* GIVEN REQUEST
Write out the records again, exactly, leaving none out.

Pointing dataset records
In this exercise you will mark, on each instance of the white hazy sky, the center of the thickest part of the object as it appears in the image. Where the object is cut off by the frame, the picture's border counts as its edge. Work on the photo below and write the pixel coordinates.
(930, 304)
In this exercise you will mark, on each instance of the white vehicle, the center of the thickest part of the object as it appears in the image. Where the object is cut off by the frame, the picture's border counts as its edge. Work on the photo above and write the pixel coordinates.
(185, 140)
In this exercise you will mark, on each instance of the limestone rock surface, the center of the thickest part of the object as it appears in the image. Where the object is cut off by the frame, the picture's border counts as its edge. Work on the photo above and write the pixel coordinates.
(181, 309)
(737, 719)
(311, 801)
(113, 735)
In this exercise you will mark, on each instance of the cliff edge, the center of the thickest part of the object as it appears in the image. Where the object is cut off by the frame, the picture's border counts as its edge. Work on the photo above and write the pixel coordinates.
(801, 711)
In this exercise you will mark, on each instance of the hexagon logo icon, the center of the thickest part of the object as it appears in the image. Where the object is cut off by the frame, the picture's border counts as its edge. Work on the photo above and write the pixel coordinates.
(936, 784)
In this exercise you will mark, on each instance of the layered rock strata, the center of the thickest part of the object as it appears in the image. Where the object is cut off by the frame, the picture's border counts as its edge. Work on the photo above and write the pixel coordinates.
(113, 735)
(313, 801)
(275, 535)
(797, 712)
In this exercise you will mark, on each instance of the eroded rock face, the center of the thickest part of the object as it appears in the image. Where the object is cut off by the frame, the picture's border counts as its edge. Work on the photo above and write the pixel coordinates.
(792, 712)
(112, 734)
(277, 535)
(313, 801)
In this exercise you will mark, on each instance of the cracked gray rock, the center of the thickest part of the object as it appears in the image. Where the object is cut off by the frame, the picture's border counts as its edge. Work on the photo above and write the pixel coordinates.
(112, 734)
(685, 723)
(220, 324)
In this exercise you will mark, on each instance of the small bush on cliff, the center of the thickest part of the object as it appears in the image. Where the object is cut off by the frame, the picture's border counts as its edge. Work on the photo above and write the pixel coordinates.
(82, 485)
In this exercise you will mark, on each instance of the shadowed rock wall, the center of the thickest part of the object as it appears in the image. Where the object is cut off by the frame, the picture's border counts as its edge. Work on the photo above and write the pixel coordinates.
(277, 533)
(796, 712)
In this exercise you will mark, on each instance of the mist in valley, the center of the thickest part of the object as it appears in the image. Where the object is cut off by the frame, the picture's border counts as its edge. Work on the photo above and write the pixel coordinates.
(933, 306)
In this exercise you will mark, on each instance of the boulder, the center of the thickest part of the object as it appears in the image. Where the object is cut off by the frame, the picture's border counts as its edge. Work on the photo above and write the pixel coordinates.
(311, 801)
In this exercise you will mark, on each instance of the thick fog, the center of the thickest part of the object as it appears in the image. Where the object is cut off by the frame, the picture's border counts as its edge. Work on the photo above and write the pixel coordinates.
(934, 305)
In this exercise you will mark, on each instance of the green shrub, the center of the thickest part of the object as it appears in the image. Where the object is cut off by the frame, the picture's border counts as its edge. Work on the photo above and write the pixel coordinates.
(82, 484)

* ANSWER BELOW
In this exercise you will mark, on each instance of the white hazy sky, the center of the thickest part of the object as it appears in the image. Where the object is cut off by the frame, the picture's border counts as its edge. Work on the photo below and write the pixel coordinates.
(930, 304)
In this exercise you will mark, on each instance of the white vehicle, the center of the thickest part of the object as it appears in the image. Where the object is cut off by the frame, the picture's border counts as its edge. Work on the photo above and write the pixel coordinates.
(185, 140)
In this exercise you will mark, on each instance of the limestone rock surface, the center of the thickest part of the object as it appears in the image. Where the object is cut off by the frame, the picture's border counts as its edge. Work on the photo above and write the pixel coordinates.
(181, 309)
(737, 719)
(311, 801)
(113, 735)
In this exercise you will mark, on each instance of the cliff edge, the center of the thickest part of the object as it appears in the image. Where the object is cut off by the frame, the picture's border counts as its edge. Work on the photo above and write the pixel coordinates.
(801, 711)
In this exercise you will mark, on each instance of the hexagon logo icon, the center of the thickest part of the object as it appears in the image. Where the object is cut off by the frame, the picture's border counts as its edge. Work on the photo above and write the pixel coordinates.
(936, 784)
In this exercise you will mark, on each instance of the layered rock strata, the center of the thickest part of the object as it appears in the image. Where the object is cut off by the frame, the picture's border counts as its edge. Work on the photo above and write the pixel coordinates.
(113, 735)
(313, 801)
(275, 535)
(797, 712)
In this exercise you will mark, on each instance of the eroded rock face, the center of the thickest part of the object as it appears in the image. Where the object is cut off by the frame, the picture's border counts as its edge. Work on the photo above and write the pixel coordinates.
(792, 712)
(112, 734)
(277, 535)
(313, 801)
In this exercise you will mark, on each instance of the cracked gray rock, the center of the thickest part of the object as it appears in the image. Where the object is cut off by the frame, the picture's border counts as its edge. Work on the photo above and write the pixel coordinates.
(112, 734)
(685, 723)
(220, 324)
In this exercise you will mark, on each instance of the small bush on cliff, the center of the thickest part of the object as it appears in the image. Where the object is cut off by the frame, the picture's border counts as its edge. Work on the photo above and write the pixel coordinates.
(82, 485)
In this exercise you will mark, on each instance of the shadowed rock wall, the center of the thickest part of the object as it appears in the image. Where the object is cut off by the frame, the picture's border counts as its edge. Work on the photo above and write the pixel coordinates.
(277, 533)
(796, 712)
In this exercise you will mark, on each instance of the mist in valley, the center of the thickest part of the object as it appears in the image. Where the object is cut off by the frame, the picture's border counts as its edge. Work on the photo above and write the pixel coordinates.
(933, 306)
In this exercise you will mark, on each instance of the boulder, the center of the thickest part of the object as it appears in the image. Where the object is cut off by the frame, the picture's border counts as its edge. Work on the photo above and write the pixel coordinates.
(311, 801)
In this exercise you will mark, on each instance of the thick fog, the center of the thickest part of the object as it appears in the image. Where the object is cut off by the frame, the picture's border counts as its edge. Work on the photo above and write the pixel coordinates.
(934, 305)
In this exercise you will mark, on each instance of the green shrub, the center of the thickest part of the object as it appears in the image. Where the object is cut off by the frame, the picture's border counts as its edge. Work on the photo above and write the pixel coordinates.
(82, 484)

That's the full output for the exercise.